● Work to complete: Read the records below. Copy each line where the string "flower" occurs.
*** Materials provided Section Begins ***
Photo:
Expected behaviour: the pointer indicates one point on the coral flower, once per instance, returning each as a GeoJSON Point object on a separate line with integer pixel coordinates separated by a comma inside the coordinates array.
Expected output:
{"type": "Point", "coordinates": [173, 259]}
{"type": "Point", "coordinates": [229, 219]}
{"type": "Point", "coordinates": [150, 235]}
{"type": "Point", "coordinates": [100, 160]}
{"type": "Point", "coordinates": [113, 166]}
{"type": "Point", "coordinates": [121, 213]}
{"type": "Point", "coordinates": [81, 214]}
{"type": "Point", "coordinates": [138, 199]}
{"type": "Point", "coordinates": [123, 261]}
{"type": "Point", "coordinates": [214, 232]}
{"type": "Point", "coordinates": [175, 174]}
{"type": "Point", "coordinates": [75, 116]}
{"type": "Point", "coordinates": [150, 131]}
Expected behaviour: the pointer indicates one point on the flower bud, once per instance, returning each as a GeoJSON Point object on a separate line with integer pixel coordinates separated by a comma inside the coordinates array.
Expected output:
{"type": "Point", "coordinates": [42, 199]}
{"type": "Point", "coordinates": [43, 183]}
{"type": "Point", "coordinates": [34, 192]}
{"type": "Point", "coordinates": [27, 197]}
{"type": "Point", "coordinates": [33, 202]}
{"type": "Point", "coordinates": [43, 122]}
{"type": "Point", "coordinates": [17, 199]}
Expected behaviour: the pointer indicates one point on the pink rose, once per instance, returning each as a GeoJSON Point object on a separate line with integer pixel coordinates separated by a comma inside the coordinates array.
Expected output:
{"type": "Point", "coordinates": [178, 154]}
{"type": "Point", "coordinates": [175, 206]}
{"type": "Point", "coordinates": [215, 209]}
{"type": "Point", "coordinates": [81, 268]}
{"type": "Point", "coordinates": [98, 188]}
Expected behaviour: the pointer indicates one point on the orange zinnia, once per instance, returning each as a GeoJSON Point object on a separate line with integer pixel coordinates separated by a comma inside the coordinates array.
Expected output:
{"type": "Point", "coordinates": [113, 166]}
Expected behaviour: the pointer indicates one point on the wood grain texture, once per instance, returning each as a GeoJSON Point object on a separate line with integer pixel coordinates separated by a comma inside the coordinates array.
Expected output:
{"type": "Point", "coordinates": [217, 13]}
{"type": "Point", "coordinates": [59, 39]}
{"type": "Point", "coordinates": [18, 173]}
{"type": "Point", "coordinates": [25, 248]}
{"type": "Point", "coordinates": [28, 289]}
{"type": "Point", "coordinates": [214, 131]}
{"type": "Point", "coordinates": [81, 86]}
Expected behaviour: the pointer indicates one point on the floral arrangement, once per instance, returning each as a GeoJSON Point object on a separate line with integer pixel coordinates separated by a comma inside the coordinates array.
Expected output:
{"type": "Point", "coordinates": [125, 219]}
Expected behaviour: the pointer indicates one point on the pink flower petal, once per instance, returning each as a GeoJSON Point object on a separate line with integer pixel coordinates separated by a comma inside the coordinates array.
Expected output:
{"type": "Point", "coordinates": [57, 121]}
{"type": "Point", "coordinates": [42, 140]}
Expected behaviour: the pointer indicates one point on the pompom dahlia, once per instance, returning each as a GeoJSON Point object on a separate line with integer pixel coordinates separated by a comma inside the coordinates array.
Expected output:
*** Materials provided Section Ends ***
● Solution:
Expected behaviour: the pointer indicates one point on the coral flower, once per instance, returning each as a GeoJSON Point object on a separate line with integer pixel coordinates separated by a comma inside the coordinates array.
Expected behaviour: the pointer indicates one point on the flower bud, once per instance, returning each as a GeoJSON Point object on a separate line with integer pixel coordinates separated by a comma inside the coordinates array.
Expected behaviour: the pointer indicates one point on the pink flower petal, once per instance, returning each as a GeoJSON Point object on a separate line with integer pixel coordinates separated by a comma inside the coordinates array.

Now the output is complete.